* **YOUR INSTRUCTIONS**:
Reproduce all the records below, requests included, and multiply every coordinate in the answers by 0.2, rounding each result to a whole number with halves going up. Leave the numbers in the requests and in their sample points as they are.

* **TASK INPUT**:
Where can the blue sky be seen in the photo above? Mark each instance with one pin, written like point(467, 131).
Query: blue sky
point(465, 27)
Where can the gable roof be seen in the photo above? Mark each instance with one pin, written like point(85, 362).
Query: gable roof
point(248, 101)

* **REPLY TO THE TASK**:
Where can the blue sky be seen in the photo above? Mark each instance with one pin, written like point(467, 131).
Query: blue sky
point(93, 5)
Where can the gable roof be seen in the photo above? Mark each instance with one pin, written like point(85, 362).
Query: gable roof
point(50, 20)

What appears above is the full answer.